There are other parameters that affect the social benefits of emission reductions. Part of the argument for using a lower discount rate is that it helps protect our children and grandchildren but the Guidance calculates future net damages out 300 years, far future many generations away. No one could have imagined the technology available in today’s society one hundred years ago so it is an act of extreme hubris to claim that any projection of how the world will operate in 100 years, much less 300 years, should be used to guide current actions. In testimony before the U.S. House of Representatives Subcommittee on Environment Committee on Oversight and Reform on September 24, 2020, by Kevin D. Dayaratna determined that if economic impacts are only considered out 150 years the social benefits are reduced 14%.
The entire rationale for the CLCPA is that there is a climate emergency threat to society because of climate change due to greenhouse gas emissions. The process does not recognize that the climate models used to predict this future are speculative. One way to minimize modeling uncertainty is to use historical data to estimate climate sensitivity to greenhouse gases. Dayaratna showed that an empirical approach reduced benefits 48%.
New York chose to calculate world-wide benefits of reductions because “climate change is a global problem”. It is a fact that climate change impacts will be felt most by countries that are too poor to be resilient. However, I believe that anyone having trouble paying energy bills today would be hard pressed to accept the higher costs imposed by the CLCPA if they know that their descendants will derive little benefit from today’s sacrifices because most of the benefits will accrue elsewhere. Considering only benefits that would accrue to the United States from reductions instead of global benefits reduces the benefits 86%.
::::
### Tasks to perform
• 1. Transcribe the part of the text on emission-reduction benefits starting with "There are other" and going on through "are reduced 14%.".
• 2. Answer these questions using the text on emission-reduction benefits:
(a) How many years into the future does the Guidance calculate net damages?
(b) By what percentage did Dayaratna find that an empirical approach reduced benefits?
(c) How much are the benefits reduced when only benefits to the United States are counted?
• 3. Rewrite the paragraph in the text on emission-reduction benefits that begins "New York chose to calculate world-wide benefits" in a shorter form, keeping its main facts.
::::
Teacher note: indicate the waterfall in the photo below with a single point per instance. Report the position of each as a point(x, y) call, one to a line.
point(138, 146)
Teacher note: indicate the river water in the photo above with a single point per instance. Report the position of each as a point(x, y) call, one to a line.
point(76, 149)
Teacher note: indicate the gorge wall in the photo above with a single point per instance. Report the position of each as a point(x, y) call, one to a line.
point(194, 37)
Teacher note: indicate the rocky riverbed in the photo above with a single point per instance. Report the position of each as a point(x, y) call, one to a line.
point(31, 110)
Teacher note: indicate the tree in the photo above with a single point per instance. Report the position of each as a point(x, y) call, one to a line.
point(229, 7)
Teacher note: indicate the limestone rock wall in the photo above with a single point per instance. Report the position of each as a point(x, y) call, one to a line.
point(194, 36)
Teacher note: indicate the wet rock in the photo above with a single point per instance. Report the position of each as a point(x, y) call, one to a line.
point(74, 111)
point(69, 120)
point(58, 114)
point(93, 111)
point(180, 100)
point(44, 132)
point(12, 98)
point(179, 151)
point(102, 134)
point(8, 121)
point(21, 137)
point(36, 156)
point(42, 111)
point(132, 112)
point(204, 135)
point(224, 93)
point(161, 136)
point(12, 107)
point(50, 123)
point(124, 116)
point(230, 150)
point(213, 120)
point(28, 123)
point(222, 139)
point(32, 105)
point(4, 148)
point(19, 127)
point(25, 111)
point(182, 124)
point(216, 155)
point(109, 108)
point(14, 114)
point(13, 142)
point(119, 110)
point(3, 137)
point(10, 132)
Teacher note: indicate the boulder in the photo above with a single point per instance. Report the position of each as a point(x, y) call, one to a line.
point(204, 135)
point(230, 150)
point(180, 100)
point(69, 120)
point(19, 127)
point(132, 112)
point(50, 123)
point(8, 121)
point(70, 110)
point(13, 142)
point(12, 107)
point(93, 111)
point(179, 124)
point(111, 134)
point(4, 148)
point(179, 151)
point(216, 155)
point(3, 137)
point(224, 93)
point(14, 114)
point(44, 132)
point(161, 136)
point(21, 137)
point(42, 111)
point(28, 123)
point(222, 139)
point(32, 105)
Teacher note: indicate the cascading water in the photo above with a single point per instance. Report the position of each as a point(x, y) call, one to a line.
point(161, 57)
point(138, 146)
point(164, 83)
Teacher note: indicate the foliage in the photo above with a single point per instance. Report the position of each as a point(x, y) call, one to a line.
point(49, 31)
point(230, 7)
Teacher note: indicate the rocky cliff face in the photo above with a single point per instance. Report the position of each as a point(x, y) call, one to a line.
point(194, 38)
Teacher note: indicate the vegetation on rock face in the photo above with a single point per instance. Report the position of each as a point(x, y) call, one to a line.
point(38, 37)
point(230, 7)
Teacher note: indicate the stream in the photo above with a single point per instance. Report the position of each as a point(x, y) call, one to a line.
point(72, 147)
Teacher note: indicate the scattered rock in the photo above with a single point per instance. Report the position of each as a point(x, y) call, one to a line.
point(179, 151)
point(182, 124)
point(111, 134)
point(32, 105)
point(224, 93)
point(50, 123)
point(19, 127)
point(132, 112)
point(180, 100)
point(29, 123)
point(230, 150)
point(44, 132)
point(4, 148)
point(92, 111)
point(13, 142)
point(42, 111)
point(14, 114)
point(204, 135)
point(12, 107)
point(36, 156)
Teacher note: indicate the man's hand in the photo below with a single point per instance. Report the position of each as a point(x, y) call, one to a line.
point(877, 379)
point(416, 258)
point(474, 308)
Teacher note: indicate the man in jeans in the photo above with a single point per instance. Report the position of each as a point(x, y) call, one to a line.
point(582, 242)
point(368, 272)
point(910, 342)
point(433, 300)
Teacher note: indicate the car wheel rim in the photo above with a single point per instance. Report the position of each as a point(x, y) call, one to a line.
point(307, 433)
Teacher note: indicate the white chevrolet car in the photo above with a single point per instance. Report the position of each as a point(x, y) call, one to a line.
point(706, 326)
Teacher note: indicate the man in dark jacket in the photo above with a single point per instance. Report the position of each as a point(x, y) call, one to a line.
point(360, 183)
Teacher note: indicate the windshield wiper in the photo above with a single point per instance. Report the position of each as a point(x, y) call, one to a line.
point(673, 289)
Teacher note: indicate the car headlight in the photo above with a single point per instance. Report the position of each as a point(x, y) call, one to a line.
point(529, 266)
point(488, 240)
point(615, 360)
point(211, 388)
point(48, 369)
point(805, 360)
::::
### Responses per task
• 1.
There are other parameters that affect the social benefits of emission reductions. Part of the argument for using a lower discount rate is that it helps protect our children and grandchildren but the Guidance calculates future net damages out 300 years, far future many generations away. No one could have imagined the technology available in today’s society one hundred years ago so it is an act of extreme hubris to claim that any projection of how the world will operate in 100 years, much less 300 years, should be used to guide current actions. In testimony before the U.S. House of Representatives Subcommittee on Environment Committee on Oversight and Reform on September 24, 2020, by Kevin D. Dayaratna determined that if economic impacts are only considered out 150 years the social benefits are reduced 14%.

• 2.
(a) 300 years
(b) 48%
(c) 86%

• 3. New York counts worldwide benefits of emission reductions because "climate change is a global problem." Countries too poor to be resilient will feel climate impacts the most. The writer believes that people who struggle to pay energy bills would resist the higher costs of the CLCPA if they knew most of the benefits would go elsewhere rather than to their descendants. Counting only benefits to the United States cuts the benefits by 86%.